→ **Brief 1**:
According to the passage on the Brazilian flag, why was an extra star added to the imperial arms during the reign of Pedro II? Answer in one to three sentences.
→ **Brief 2**:
Quote the passage on the Brazilian flag word for word, beginning at the words "Each star, corresponding" and stopping after the words "its current version.".

→ **Selected text**:
+===+

Each star, corresponding to a Brazilian Federal Unit, is sized in proportion relative to its geographic size, and, according to Brazilian Law, the flag must be updated in case of creation or extinction of a state. At the time the flag was first adopted in 1889, it had 21 stars. It then received one more star in 1960 (representing the state of Guanabara), then another in 1968 (representing Acre), and finally four more stars in 1992 (representing Amapá, Roraima, Rondônia and Tocantins), totalling 27 stars in its current version.

History

Empire of Brazil (1822–1889)

The imperial flag of Brazil was designed by Jean-Baptiste Debret as the Royal Standard of the Prince Royal of the United Kingdom of Portugal, Brazil and the Algarves, Pedro I.

After the Brazilian Declaration of Independence, and with the coronation of Pedro I as Emperor of Brazil, the Royal Standard was modified to become the flag of the Empire of Brazil. The new flag featured the imperial coat of arms within a yellow rhombus, on a green field. The green and yellow colors represented the dynastic houses of Pedro I and his consort Maria Leopoldina of Austria.

The imperial flag was slightly modified during the reign of Pedro II, when an extra star was added to the imperial arms to conform to the new territorial organization of the country.

Republic of Brazil (1889–present)

+===+

Items listed in a dataset:
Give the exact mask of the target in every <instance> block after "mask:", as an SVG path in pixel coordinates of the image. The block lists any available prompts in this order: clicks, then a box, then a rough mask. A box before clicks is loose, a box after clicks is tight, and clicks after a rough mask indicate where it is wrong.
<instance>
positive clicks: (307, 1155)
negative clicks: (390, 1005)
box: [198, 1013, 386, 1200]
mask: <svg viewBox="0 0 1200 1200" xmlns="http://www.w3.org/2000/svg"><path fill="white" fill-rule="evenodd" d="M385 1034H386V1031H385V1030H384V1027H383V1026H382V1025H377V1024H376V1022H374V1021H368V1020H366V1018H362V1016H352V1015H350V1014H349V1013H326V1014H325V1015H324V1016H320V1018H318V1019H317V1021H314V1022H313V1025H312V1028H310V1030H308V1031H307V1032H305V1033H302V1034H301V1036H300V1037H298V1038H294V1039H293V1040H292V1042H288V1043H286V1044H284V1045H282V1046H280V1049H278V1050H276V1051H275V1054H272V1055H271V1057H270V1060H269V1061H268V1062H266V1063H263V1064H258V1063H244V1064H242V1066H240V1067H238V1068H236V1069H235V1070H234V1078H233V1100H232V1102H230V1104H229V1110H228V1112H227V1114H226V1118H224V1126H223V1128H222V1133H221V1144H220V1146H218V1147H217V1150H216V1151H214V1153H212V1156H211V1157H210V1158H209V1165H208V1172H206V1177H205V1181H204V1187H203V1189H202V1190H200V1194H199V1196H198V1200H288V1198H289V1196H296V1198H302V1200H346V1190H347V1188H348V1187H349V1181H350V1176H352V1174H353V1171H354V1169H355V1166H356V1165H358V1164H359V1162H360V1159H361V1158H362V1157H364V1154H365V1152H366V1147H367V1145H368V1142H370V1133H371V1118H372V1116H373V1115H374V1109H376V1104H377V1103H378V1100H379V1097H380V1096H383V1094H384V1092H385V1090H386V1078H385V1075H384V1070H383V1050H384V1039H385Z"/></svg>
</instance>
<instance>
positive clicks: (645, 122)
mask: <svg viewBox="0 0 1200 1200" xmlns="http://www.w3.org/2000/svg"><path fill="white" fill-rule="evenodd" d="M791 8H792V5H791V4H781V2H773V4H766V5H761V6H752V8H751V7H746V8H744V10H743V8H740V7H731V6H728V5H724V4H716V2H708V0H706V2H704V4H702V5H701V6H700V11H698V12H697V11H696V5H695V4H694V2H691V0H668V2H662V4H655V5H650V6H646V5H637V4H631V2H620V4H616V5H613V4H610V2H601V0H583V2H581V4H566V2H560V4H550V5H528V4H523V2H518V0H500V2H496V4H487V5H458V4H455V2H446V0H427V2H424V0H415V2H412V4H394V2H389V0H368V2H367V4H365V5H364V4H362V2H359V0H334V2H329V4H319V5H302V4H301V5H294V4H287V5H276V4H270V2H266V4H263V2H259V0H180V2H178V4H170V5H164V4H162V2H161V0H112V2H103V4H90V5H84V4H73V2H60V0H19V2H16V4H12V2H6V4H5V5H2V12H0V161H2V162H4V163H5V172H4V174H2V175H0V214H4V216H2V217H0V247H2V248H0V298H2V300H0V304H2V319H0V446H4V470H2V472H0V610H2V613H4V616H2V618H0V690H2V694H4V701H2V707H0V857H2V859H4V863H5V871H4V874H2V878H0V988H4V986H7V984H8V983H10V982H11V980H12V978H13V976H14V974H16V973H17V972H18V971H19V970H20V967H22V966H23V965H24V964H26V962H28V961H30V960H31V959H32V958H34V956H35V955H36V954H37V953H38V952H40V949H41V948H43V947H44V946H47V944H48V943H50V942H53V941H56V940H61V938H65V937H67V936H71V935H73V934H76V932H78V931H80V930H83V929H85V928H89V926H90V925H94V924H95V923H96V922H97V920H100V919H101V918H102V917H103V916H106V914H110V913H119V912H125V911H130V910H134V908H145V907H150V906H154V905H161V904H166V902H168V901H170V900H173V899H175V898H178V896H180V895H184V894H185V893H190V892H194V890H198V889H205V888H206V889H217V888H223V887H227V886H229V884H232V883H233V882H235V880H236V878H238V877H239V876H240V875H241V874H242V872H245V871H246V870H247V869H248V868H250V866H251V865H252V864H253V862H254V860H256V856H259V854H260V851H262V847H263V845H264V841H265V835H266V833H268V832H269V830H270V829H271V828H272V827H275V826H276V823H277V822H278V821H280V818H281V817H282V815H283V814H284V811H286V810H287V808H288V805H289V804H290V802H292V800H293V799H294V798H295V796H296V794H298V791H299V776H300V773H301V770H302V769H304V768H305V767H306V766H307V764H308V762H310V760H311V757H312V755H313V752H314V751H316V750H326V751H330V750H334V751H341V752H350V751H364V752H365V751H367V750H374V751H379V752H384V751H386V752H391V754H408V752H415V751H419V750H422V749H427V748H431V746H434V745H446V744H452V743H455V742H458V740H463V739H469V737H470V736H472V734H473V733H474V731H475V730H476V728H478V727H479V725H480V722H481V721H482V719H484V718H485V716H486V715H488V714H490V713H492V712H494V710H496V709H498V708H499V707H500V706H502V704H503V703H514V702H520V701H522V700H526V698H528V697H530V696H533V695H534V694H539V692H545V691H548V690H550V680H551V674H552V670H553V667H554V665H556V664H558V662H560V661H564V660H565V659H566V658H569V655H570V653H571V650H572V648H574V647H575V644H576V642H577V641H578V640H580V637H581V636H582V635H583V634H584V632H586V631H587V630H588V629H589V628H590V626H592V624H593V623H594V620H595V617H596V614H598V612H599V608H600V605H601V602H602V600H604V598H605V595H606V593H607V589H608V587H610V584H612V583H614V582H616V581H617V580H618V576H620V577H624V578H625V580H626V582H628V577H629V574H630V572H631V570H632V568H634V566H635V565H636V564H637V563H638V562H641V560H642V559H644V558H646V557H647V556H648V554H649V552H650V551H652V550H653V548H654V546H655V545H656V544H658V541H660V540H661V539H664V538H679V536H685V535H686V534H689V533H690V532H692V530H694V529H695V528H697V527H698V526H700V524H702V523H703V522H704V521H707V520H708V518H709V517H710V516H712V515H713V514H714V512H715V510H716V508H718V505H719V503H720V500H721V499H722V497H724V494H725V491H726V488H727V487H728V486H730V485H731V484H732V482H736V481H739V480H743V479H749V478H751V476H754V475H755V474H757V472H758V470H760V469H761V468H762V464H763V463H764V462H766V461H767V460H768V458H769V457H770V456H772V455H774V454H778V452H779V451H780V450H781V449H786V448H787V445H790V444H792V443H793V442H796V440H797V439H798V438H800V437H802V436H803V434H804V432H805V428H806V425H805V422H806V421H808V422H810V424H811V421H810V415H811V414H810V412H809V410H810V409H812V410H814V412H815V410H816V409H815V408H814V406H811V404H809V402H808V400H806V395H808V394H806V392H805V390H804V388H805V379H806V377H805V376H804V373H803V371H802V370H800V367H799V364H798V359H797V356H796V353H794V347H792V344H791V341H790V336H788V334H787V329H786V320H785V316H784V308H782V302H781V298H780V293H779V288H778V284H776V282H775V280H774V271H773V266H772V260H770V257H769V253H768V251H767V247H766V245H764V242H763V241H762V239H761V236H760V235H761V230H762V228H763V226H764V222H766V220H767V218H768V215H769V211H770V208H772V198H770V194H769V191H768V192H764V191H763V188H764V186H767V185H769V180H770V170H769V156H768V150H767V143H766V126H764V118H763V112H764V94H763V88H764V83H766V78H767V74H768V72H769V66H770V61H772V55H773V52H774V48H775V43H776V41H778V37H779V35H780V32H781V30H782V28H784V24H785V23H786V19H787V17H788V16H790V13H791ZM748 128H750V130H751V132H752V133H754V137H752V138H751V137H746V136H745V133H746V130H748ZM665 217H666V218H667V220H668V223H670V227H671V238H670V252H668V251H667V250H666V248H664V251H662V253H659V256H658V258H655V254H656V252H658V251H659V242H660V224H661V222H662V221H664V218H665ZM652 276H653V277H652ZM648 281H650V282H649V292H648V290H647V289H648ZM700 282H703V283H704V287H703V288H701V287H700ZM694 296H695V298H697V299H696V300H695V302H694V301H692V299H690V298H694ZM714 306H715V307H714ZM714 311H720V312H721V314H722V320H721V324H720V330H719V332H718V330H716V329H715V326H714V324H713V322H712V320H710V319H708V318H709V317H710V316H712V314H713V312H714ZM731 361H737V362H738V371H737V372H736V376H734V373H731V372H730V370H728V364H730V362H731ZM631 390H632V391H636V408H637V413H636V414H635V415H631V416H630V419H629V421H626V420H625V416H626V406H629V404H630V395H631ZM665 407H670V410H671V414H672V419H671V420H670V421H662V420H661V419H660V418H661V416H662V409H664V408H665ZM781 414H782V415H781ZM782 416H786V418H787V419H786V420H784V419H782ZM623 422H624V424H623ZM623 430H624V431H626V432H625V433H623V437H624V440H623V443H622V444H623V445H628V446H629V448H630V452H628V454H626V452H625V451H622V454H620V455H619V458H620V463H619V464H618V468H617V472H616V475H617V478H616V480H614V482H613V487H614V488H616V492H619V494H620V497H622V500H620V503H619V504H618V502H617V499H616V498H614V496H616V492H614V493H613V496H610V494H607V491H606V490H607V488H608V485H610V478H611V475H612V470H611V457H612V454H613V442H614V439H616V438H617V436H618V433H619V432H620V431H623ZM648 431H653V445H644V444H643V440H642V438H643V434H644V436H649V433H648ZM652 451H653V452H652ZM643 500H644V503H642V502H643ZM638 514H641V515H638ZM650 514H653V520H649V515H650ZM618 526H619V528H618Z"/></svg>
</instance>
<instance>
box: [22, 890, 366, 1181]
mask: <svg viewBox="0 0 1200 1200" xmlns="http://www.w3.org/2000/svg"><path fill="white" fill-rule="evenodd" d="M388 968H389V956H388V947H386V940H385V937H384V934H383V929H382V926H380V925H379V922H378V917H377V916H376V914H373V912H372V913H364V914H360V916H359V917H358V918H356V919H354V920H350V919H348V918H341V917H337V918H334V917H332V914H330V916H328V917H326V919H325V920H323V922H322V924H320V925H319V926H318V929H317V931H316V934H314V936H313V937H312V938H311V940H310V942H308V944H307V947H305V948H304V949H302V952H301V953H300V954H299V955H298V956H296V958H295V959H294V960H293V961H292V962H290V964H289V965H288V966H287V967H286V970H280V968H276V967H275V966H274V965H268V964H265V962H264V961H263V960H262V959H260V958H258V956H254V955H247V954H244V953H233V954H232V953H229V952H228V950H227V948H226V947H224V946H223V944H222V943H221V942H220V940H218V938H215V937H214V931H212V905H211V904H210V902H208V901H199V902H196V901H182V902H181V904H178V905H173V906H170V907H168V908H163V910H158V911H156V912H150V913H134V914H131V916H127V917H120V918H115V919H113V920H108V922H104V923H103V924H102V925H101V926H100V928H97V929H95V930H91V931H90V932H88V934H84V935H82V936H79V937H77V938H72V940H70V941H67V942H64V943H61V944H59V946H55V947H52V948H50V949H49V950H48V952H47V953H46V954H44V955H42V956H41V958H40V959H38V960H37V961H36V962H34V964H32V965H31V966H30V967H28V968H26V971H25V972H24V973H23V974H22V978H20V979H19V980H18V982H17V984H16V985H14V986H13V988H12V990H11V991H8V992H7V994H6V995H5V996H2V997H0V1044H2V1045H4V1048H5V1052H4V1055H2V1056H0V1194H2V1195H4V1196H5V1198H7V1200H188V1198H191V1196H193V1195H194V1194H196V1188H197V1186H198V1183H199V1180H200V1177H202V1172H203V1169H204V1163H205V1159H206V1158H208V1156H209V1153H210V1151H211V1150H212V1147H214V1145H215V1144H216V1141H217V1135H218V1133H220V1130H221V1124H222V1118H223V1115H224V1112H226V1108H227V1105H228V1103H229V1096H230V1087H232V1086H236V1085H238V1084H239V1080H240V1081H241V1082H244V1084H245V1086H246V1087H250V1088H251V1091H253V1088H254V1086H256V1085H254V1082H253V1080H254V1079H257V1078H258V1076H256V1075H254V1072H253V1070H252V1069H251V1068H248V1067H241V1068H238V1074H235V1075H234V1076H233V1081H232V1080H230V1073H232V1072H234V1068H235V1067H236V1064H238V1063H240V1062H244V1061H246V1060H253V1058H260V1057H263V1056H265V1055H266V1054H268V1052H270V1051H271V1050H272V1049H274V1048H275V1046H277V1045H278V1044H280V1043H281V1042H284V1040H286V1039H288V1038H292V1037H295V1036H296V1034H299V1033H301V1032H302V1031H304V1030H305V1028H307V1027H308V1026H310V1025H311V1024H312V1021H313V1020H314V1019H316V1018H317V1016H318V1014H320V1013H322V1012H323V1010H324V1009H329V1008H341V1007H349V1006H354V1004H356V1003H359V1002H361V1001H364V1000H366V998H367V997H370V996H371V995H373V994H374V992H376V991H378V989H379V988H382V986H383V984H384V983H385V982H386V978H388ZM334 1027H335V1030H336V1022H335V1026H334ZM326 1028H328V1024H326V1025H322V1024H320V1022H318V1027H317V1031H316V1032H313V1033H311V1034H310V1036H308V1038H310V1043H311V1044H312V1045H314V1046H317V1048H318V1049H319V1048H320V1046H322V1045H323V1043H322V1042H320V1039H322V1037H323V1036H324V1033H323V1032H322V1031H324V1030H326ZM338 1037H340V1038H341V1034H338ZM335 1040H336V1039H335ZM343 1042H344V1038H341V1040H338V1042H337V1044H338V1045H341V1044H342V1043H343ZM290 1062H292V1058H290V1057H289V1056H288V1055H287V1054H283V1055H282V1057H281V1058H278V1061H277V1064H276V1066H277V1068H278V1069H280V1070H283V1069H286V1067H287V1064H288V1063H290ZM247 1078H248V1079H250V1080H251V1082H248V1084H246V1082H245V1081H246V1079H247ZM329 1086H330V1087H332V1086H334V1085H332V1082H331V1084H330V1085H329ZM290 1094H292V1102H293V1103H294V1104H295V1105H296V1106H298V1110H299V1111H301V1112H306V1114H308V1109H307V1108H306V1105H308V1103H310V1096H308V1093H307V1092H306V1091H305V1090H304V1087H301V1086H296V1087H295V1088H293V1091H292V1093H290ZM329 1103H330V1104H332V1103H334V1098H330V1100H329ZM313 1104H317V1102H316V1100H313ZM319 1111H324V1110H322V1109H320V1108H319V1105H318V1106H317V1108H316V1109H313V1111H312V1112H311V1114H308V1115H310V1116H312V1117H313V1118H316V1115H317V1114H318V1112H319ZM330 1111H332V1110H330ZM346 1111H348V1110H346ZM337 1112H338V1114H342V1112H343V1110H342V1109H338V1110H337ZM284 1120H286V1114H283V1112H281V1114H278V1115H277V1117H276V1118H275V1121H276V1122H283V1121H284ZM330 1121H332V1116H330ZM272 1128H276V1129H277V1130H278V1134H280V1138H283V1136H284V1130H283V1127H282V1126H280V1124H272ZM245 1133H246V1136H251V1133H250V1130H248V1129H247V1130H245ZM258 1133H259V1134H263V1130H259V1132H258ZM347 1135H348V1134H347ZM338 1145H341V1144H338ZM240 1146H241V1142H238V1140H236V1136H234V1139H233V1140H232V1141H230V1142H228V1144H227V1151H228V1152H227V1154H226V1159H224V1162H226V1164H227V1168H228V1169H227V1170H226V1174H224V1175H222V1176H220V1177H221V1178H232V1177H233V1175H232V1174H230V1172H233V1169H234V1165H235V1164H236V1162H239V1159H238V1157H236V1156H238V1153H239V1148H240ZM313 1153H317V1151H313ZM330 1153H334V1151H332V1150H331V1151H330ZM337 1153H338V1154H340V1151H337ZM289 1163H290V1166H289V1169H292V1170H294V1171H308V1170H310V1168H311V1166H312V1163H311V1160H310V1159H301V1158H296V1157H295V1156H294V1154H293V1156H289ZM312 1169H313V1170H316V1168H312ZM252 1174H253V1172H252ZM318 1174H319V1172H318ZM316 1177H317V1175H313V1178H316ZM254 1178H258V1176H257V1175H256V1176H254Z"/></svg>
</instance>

+===+

→ **Exercise output 1**:
During the reign of Pedro II, an extra star was added to the imperial arms so that the flag would conform to the country's new territorial organization.

→ **Exercise output 2**:
Each star, corresponding to a Brazilian Federal Unit, is sized in proportion relative to its geographic size, and, according to Brazilian Law, the flag must be updated in case of creation or extinction of a state. At the time the flag was first adopted in 1889, it had 21 stars. It then received one more star in 1960 (representing the state of Guanabara), then another in 1968 (representing Acre), and finally four more stars in 1992 (representing Amapá, Roraima, Rondônia and Tocantins), totalling 27 stars in its current version.